*INSTRUCTIONS FOR THE TASK*
Please pull out every line below that contains the word "wheel" and copy each one in full.
___ DATA SUPPLIED ___
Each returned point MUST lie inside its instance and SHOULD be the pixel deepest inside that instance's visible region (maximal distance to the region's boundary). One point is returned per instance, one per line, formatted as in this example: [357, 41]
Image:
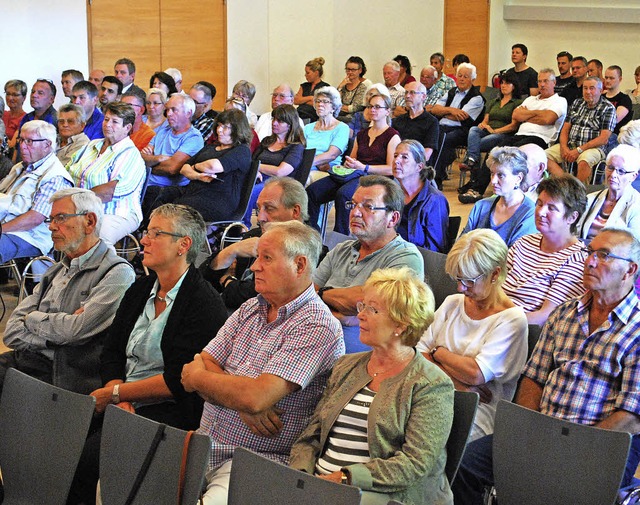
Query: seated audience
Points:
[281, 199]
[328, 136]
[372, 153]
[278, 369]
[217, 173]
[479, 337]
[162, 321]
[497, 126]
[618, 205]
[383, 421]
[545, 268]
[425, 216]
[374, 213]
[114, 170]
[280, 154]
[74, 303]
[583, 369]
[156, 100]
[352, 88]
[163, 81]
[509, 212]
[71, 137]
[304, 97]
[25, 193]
___
___ DATA SUPPLIED ___
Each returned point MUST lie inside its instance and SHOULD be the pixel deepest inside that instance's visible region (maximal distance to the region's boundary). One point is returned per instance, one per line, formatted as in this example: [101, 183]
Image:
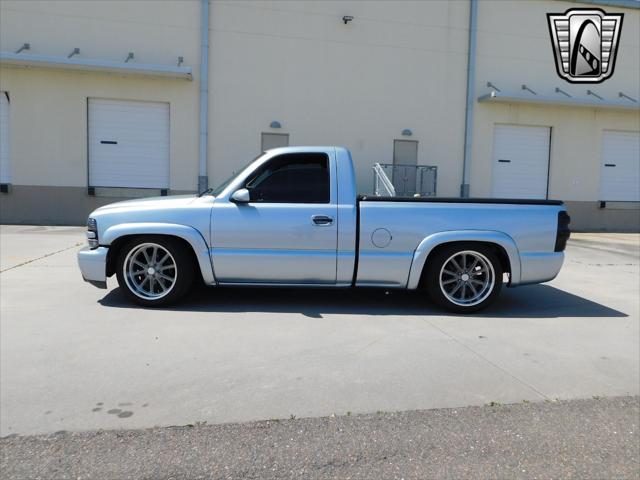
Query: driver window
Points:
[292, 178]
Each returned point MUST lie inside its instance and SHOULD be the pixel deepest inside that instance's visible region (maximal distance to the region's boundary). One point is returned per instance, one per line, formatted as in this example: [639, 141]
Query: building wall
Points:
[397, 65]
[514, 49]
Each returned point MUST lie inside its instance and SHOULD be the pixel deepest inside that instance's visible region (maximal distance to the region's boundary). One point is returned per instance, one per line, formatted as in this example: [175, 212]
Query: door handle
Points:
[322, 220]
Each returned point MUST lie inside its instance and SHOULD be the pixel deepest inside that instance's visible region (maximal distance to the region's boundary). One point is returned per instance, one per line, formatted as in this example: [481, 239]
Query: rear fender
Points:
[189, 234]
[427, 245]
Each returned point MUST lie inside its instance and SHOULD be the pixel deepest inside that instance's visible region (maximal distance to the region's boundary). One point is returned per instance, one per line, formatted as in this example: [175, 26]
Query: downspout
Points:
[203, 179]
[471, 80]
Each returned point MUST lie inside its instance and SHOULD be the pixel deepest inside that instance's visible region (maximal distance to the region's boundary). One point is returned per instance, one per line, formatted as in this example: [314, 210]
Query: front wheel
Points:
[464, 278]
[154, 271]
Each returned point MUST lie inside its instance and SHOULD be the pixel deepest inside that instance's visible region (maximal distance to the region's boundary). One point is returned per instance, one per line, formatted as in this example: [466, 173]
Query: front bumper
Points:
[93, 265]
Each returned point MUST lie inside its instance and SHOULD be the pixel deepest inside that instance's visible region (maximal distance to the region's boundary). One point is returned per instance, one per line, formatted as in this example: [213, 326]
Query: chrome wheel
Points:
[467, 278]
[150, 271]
___
___ DATA SUPPLIED ___
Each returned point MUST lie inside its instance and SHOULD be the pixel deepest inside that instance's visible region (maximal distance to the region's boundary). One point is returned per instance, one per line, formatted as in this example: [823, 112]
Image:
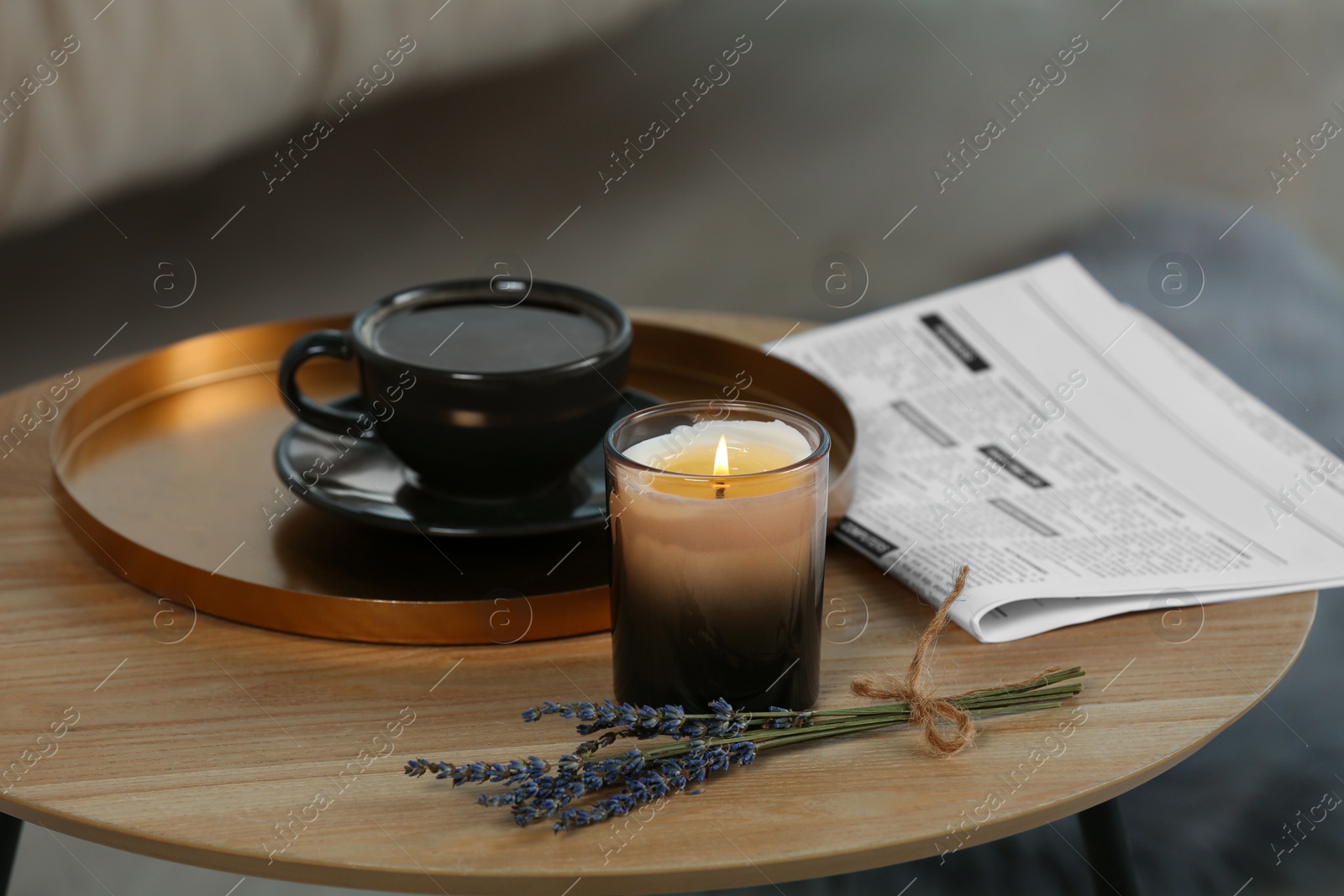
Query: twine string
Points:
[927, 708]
___
*OUTPUT BELOW*
Query: front wheel
Query: chrome wheel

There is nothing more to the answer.